Der erhoffte Erfolg im Kino blieb aus, dabei stellt "Strange Days" sogar noch heute ein fesselndes Erlebnis da. Cameron ist es hier tatsächlich gelungen, mehr aus einer eigentlich einfachen Story zu machen. Im Grunde genommen geht es nur um den Mord am Rapper Jeriko One (Glenn Plummer) und einen psychopatischen Mörder, der Lenny immer Botschaften hinterlässt und somit den Verdacht immer mehr auf den Ex-Cop lenkt. Wäre da noch Lennys ehemalige Freundin Faith (Juliette Lewis), welche nun als Sängerin Karriere macht und mit dem dubiosen Produzenten Philo Gant (Michael Wincott) zusammen ist. Aus diesen Elementen zaubert Cameron eine Story, die viele Überraschungen parat hält. Nur aus Zufall gerät Lenny in diese Zugmühle aus Korruption und Mord.
Dabei kann er sich stets auf Freundin Mace verlassen, die ihm nicht nur einmal das Leben rettet. Bigelow setzt hier weniger auf Action, obwohl davon einiges vorhanden ist. Shootouts, Prügeleien und Verfolgungsjagden. Meist recht kurz gehalten, aber immer knackig inszeniert. Manchmal wünscht man sich ein bisschen mehr Action, aber die Atmosphäre und Spannung entschädigt für Vieles. Allein schon die Idee mit dieser High Tech Droge ist der Hammer. Durch eine Elektrokonstellation auf dem Kopf und einer Disc, kann man das Erlebte anderer Menschen nachempfinden. So kommt es, dass Lenny beim Mord von Iris live dabei ist und dem Mörder bei seiner Arbeit öfters über die Schulter schauen kann. Wer der geheimnisvolle Mörder ist, erfährt man erst ganz zum Schluss. Wer genau aufpasst, kann es sich schon vorher denken.
Im Finale laufen dann geschickt alle Fäden zusammen und man sieht sich mit der Realität konfrontiert. Etwas so einfaches, kann eine Katastrophe anrichten und die muss abgewendet werden. Dank Bigelows spannender Inszenierung ist " Strange Days" nie langweilig, obwohl das Tempo in einigen Passagen sehr gemächlich ist. Hinzu kommen auch die überzeugenden Darstellern, allen voran Ralph Fiennes, dem ich so eine Rolle gar nicht zugetraut habe. Sein Charakter Lenny Nero ist eigentlich ein totaler Loser. Immer pleite, viel auf andere angewiesen, doch im Verkauf seiner High-Tech Droge ist er ein Ass. Aus dem Polizeidienst ist er damals rausgeflogen, leider geht man zu wenig auf die Beziehung zwischen ihm und Faith ein. Auch warum Mace eine so gute Freundin von ihm ist, wird zu kurz erwähnt. Lenny Nero ist nur ein kleiner Mann, der im Film viel einstecken muss und erst am Ende zu großer Form aufläuft. Ralph Fiennes macht einen großartigen Job und spielt sogar Michael Wincott als schmierigen Produzenten Philo Gant an die Wand. Angela Bassett steht die harte Frauenrolle sehr gut und Juliette Lewis spielt überzeugend die Sängerin Faith. In weiteren Rollen versteckt sich noch viel Prominenz, wie Tom Sizemore, Glenn Plummer, Vincent D´Onofrio und Kelly Hu hat einen Miniauftritt.

(Gesammelte Daten)
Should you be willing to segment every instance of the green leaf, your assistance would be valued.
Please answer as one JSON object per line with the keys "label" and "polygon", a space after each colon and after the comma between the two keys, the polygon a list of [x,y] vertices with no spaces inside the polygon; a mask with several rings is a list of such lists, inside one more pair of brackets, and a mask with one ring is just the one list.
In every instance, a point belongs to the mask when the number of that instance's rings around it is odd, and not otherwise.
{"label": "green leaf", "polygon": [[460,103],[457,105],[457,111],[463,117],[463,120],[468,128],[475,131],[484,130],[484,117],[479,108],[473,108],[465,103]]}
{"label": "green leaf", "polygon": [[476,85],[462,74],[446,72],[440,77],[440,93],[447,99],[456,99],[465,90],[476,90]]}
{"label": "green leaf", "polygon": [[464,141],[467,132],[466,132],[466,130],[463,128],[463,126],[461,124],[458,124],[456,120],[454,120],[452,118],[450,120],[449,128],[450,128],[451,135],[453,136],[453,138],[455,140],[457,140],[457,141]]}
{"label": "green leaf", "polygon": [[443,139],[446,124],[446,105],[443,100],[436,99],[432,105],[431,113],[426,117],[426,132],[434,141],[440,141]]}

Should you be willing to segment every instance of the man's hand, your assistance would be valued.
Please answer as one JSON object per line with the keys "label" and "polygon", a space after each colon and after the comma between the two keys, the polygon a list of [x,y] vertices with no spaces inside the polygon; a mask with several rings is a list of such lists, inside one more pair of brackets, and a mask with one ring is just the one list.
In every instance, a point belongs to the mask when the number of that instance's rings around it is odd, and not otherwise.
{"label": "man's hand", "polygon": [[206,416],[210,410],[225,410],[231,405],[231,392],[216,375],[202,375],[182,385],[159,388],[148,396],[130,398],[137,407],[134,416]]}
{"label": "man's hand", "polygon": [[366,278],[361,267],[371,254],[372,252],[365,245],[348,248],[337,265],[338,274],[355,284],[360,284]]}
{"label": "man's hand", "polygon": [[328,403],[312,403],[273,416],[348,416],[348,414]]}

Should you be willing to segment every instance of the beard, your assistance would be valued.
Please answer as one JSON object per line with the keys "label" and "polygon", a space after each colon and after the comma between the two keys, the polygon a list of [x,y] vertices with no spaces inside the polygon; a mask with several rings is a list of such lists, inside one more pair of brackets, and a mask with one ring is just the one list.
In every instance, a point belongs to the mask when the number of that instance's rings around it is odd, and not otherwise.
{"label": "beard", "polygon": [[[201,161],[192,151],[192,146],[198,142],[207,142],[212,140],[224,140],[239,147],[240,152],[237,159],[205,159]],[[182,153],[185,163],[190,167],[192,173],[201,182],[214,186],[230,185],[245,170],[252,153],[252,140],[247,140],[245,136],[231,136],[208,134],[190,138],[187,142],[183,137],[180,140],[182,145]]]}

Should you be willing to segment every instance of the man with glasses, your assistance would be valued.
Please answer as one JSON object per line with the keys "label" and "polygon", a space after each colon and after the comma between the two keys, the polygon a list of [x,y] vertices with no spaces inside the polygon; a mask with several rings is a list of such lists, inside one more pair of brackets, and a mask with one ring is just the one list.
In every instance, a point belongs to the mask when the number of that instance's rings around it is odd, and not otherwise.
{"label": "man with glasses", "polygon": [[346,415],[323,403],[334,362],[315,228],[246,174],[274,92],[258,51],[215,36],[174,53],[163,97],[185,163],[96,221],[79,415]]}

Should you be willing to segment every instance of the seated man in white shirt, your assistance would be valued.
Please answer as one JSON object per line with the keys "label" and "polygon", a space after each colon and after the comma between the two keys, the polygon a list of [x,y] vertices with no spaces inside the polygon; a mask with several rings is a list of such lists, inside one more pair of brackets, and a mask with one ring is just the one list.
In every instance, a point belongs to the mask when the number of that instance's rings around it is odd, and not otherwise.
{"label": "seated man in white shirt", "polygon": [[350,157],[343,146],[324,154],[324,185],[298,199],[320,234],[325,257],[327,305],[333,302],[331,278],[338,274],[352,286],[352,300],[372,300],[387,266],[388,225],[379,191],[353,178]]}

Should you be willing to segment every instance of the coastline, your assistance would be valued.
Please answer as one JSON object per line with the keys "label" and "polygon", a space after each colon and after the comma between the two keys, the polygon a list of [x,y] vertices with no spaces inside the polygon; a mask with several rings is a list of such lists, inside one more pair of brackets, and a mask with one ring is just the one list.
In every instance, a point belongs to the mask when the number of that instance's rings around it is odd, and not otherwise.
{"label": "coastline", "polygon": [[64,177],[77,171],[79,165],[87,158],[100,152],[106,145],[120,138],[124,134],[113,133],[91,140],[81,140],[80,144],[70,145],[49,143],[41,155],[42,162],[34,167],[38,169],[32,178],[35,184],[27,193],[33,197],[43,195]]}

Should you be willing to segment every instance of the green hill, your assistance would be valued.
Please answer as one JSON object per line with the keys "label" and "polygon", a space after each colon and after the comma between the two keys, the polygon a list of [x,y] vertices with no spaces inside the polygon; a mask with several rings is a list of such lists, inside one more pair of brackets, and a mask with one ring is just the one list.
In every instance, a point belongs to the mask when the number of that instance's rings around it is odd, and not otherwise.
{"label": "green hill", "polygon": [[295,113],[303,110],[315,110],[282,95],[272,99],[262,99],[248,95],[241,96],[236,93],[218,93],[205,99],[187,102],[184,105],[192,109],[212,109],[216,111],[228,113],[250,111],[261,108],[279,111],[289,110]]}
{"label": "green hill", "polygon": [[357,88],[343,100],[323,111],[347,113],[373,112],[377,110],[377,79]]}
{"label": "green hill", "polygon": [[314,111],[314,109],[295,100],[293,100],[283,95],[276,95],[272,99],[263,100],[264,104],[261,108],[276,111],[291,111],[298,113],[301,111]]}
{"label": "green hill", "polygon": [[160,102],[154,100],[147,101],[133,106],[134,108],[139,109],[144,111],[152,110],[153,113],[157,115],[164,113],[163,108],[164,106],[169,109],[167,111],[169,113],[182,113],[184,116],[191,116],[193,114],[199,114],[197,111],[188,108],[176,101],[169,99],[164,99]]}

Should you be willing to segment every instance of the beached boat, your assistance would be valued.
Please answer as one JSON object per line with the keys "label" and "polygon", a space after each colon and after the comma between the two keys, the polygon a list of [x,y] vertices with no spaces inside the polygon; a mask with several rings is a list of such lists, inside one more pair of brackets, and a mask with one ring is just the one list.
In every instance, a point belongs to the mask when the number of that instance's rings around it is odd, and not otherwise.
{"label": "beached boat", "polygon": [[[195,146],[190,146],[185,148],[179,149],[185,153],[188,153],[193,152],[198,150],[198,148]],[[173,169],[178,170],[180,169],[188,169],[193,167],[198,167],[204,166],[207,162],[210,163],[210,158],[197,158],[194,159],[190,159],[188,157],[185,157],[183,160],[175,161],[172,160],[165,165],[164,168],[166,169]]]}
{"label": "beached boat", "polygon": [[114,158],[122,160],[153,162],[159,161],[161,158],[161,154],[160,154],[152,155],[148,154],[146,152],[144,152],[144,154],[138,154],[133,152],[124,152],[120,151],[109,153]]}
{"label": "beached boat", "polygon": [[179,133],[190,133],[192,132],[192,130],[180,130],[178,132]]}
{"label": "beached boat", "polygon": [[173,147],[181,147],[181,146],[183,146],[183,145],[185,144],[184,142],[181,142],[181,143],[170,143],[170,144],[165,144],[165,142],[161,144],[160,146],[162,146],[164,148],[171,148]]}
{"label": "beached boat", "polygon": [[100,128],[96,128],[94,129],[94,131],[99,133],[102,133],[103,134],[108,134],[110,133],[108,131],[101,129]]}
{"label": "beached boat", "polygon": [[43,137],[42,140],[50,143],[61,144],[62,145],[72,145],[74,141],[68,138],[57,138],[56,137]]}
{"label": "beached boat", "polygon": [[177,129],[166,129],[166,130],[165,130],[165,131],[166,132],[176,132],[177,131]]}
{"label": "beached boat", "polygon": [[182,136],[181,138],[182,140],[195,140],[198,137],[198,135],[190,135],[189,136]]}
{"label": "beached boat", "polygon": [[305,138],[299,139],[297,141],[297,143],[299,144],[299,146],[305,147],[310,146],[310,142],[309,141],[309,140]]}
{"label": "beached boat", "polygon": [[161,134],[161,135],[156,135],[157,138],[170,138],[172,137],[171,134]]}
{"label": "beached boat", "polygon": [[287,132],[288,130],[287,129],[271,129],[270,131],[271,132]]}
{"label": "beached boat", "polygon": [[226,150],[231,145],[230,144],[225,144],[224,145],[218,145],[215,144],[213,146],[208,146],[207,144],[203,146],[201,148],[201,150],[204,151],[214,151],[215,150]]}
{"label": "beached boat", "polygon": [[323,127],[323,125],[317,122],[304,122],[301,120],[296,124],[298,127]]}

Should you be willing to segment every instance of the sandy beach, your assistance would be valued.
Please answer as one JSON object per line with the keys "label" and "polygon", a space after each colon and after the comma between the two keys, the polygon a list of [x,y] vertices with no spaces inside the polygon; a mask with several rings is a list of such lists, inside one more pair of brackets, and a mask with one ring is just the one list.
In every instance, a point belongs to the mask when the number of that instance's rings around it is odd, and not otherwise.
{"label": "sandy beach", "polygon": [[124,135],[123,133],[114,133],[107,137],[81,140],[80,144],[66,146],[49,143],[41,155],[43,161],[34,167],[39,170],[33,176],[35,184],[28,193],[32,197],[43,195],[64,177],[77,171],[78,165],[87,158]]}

## Arbeitsauftrag
Mit welcher Vorrichtung kann man laut der Filmkritik zu „Strange Days“ das Erlebte anderer Menschen nachempfinden?

## Lösung
Mit einer Elektrokonstellation auf dem Kopf und einer Disc.